Dove è palese la polemica contro l’evoluzionismo kautskiano dominante nella cultura della Seconda Internazionale (per di più rappresentato in Italia dal socialismo molto moderato dei Treves e dei Turati), in nome di quel soggettivismo rivoluzionario che contraddistingueva Gramsci: in Russia – egli aggiungeva – «la rivoluzione continua», perché gli uomini, tutti gli uomini siano «gli artefici del loro destino».

Il 25 ottobre secondo il calendario russo (il 7 novembre secondo quello occidentale) vi fu la presa del Palazzo d’Inverno, l’assunzione del potere da parte dei Soviet egemonizzati dai bolscevichi. Celeberrimo è il commento gramsciano, scritto a fine novembre23: si trattava, per il socialista sardo, di una «rivoluzione contro Il Capitale», il libro di Marx, contro chi aveva dato di quel libro e del marxismo una lettura economicistica e deterministica, “stadiale”, per la quale non sarebbe stata possibile alcuna rivoluzione socialista nella Russia arretrata prima di un adeguato sviluppo dello “stadio capitalistico”, dell’industria e dunque della classe operaia russe24.

+ + + + + + +

§ Compito assegnato 1: Traduci in inglese, per favore, questa frase del brano estratto: "Il 25 ottobre secondo il calendario russo (il 7 novembre secondo quello occidentale) vi fu la presa del Palazzo d’Inverno, l’assunzione del potere da parte dei Soviet egemonizzati dai bolscevichi."
§ Compito assegnato 2: Nel brano estratto, come definisce Gramsci la rivoluzione russa nel suo commento di fine novembre?
Il materiale è indipendente dal brano e va considerato a parte.

§ Materiale fornito:
+ + + + + + +

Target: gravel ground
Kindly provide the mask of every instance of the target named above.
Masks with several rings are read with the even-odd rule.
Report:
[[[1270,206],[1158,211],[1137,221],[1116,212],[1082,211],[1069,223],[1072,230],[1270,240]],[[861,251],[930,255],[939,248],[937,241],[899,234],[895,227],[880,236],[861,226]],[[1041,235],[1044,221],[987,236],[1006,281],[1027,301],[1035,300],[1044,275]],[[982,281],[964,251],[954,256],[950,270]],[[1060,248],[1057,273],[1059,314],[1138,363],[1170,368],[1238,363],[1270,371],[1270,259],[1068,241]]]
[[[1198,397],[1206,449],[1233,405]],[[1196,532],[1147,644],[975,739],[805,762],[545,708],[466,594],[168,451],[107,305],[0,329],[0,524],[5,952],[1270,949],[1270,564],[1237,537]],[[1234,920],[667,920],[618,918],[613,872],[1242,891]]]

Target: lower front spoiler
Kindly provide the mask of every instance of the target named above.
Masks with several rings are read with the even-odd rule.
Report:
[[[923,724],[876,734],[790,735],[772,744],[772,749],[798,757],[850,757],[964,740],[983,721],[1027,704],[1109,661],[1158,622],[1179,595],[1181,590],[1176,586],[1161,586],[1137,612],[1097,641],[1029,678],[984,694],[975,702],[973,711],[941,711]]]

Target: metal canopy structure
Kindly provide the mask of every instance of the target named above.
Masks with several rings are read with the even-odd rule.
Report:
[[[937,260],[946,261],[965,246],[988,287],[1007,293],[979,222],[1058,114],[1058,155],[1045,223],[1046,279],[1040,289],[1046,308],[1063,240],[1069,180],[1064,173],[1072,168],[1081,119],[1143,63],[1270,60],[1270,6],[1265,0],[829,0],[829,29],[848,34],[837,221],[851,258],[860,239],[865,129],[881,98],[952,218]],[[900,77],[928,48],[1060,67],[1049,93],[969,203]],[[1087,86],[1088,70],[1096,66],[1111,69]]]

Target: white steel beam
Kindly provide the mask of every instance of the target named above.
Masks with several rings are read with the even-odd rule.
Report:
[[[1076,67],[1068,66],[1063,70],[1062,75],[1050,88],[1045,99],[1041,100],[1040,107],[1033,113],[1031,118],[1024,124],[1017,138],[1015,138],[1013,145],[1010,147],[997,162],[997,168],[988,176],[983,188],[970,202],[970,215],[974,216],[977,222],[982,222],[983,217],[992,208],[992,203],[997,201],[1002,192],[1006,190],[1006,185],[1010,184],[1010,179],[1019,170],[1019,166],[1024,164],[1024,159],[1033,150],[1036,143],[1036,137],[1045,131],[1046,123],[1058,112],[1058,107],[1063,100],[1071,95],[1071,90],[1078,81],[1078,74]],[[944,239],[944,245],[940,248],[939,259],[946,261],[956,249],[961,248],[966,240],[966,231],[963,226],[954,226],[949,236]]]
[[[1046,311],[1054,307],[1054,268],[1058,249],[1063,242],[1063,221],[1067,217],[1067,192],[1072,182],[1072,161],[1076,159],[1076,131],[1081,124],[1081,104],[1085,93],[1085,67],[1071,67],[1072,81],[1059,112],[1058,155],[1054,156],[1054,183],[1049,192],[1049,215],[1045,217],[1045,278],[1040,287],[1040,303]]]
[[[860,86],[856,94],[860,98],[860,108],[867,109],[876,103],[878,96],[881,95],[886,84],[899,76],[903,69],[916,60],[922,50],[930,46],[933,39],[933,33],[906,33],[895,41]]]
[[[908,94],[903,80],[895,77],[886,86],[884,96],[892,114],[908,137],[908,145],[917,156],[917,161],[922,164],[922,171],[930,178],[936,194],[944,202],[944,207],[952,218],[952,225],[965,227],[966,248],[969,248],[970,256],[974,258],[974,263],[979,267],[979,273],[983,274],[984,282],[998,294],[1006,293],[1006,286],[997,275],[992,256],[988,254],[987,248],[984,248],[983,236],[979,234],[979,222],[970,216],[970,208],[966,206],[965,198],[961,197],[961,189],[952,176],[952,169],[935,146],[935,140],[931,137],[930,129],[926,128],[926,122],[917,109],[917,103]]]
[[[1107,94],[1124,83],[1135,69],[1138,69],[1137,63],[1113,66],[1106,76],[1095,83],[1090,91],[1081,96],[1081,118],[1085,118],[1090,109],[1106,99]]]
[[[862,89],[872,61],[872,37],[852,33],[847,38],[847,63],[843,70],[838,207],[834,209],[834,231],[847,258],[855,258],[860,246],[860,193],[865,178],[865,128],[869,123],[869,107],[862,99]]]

+ + + + + + +

§ Risposta al compito 1: On October 25 according to the Russian calendar (November 7 according to the Western one) the Winter Palace was taken, and power was assumed by the Soviets under Bolshevik hegemony.

§ Risposta al compito 2: Come una «rivoluzione contro Il Capitale», il libro di Marx.